On 5/18/06, Guido van Rossum <[EMAIL PROTECTED]> wrote:
> On 5/18/06, Collin Winter <[EMAIL PROTECTED]> wrote:
> > In looking through all of Guido's blog posts on the subject -- and all
> > the comments on them -- I haven't seen anyone consider the case of
> > generators. Assuming that "->" makes assertions only about the
> > function's return type, if I were to write a generator with the
> > following type,
> >
> > """def my_range(min: Number, max: Number) -> Number"""
> >
> > it would blow up because the function returns a generator, not a Number.
>
> My first response: specify the return type as Generator[Number] so the
> whole thing would look like
>
> def my_range(min: Number, max: Number) -> Generator[Number]: ...

[snip]

> I could extend my Generator[Number] example by also allowing
> Generator[Number, Number] where the 2nd type would specify the
> argument accepted by send(). (Making it 2nd makes it easy to omit.)

[snip]

> Or if you don't like this (I'm not crazy about letting people guess
> what the second type is for either) you could write Generator(Number,
> send=Number) or even Generator(returns=Number, send=Number).

This leads nicely into another question I was going to raise : )

• [Information given]:
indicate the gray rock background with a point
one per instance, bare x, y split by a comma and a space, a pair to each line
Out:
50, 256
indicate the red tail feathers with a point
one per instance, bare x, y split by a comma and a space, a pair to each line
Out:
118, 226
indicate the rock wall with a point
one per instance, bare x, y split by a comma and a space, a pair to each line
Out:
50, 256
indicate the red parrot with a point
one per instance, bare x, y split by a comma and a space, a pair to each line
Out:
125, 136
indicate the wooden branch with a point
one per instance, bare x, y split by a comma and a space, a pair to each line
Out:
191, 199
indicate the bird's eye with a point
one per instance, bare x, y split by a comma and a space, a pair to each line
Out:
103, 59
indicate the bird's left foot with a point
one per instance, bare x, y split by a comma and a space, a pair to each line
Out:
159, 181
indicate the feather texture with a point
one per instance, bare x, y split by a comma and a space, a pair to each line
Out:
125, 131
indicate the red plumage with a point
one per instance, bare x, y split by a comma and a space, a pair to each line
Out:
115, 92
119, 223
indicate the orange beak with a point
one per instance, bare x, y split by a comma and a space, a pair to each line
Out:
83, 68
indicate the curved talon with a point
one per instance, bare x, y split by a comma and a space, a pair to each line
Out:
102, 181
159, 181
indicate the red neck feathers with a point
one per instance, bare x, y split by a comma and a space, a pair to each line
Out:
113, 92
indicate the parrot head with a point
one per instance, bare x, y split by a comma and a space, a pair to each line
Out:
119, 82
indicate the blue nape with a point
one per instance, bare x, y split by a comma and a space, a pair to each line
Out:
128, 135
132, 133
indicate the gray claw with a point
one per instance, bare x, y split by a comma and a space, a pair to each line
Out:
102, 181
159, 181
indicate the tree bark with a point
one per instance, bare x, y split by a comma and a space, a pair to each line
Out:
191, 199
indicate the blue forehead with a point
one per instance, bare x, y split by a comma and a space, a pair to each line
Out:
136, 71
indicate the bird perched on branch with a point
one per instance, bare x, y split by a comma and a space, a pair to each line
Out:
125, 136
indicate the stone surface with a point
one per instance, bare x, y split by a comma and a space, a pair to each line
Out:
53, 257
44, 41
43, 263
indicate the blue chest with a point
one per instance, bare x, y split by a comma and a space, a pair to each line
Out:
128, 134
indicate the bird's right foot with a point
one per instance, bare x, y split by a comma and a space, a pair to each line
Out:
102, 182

• [Directions for this task]:
How does the email on annotating generator return types continue after its final sentence? Write that continuation.

• [Response to this task]:
BDFL syntax has generally used "Sometype[parameterizer]" to indicate
type parameterization. With this Generator example, you've gone ahead
and implicitly addressed several of the more general questions I had
about parameterization (but since explicit is better than
implicit...):

1. As above, I've occasionally seen "Sometype(parameterizer)" used to
indicate parameterization, but the bracket-based syntax predominates;
can I get a pronouncement endorsing the bracket version as "official"?

2. You've used keyword parameters in the above parens-based example; I
take it these will be legal in all parameterizations?

If yes, this would offer a solution to something I haven't seen
addressed in any blog posts: how to parameterize dict. Plenty of
examples show parameterizations of list, tuple, set, etc using
positional arguments.

Use of positional arguments to parameterize dict, e.g., dict[str,
Number], is ugly, but keyword arguments would allow the prettier
dict[key=str, value=Number] (which might also be another use case for
the proposed keyword-only arguments).


Now for some more specific questions:

3. What does list[] mean (i.e., brackets without a parameterizer)? Is
it an error? An empty list (the list *must* be empty)? Is it different
from a type annotation of list (without brackets)?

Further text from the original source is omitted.